[GIVEN PROBLEM] Write out every line of the entries below again, word for word, without changing anything.

[SUPPLIED INFORMATION]
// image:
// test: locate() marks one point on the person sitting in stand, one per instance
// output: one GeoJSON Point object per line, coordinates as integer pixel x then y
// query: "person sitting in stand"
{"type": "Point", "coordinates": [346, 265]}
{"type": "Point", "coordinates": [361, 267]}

[THE ANSWER]
// image:
// test: locate() marks one point on the person sitting in stand, one per instance
// output: one GeoJSON Point object per line, coordinates as integer pixel x then y
// query: "person sitting in stand"
{"type": "Point", "coordinates": [346, 265]}
{"type": "Point", "coordinates": [361, 267]}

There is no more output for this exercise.